§ EXERCISE A
In the post on Torah study and public service, which prayer does the writer cite as having separate parts for Torah learners and for those involved in "tzorchei tzibbur"?
§ EXERCISE B
Extend the post on Torah study and public service, picking up after its final sentence.

§ DOCUMENT SECTION
>>>>

From: <turkel@...> (Eli Turkel)
Date: Mon, 28 Nov 94 14:10:30 +0200
Subject: Public service/army

Yaakov Menken writes:

>> One who does not believe that learning Torah is not IN AND OF ITSELF 
>> serving the community is not, imho, following the required parameters 
>> of this list.

    I beg to differ. Learning Torah is the highest of mitzvot. However,
this by itself does not make it a public mitzvah, serving the community,
"tzorchei tzibbur".

1. In the prayer Yukum Pirkum there are several parts. One is a prayer
   for the heads of the yeshivot, head of the kallah etc. their students
   and others that learn Torah. There is another one for those that
   provide lights for the synagogues, wine for havdallah etc. and those
   involved in "tzorchei tzibbur". Learning Torah and "tzorchei tzibbur"
   are both important and one can debate their relative merits but they
   are not the same !

<<<<

§ INFORMATION SHOWN

>>>>

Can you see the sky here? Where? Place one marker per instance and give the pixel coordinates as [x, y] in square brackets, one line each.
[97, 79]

<<<<

§ EXERCISE RESPONSE A
Yukum Pirkum

§ EXERCISE RESPONSE B
2. The Talmud states that Rabbah died at an early age because he was a
   descendant of Ely and that family was cursed. However, his nephew
   Abaye lived longer because in addition to being head of the yeshiva
   he also was in charge of the charity fund and that extra mitzva saved
   him.  We take it for granted that Rabbah gave Tzedakah. However, in
   some cases public service with charity is a higher level than
   learning Torah.

3. On Chol Hamoed certain activities are permitted. One is activities
   for the public. Private learning is not in this category. One who
   wants to write his notes on learning on Chol haMoed is permitted
   because it is lost otherwise (Devar ha-aved) not because his private
   notes are useful for the whole community.

4. There are several differences in Halacha between public learning
   (Talmid Torah Derabbim) and private learning. As one example, the
   Chatam Sofer was requested by his elderly mother to visit him as she
   had not seen him in many years, however this was a lengthy trip. He
   sent his question to several other gedolim who requested that
   visiting his mother would close the yeshiva for an extended period of
   time and that would supersede the mitzva of obeying one's
   mother. However, his own private learning would be superseded by his
   mother's reasonable request.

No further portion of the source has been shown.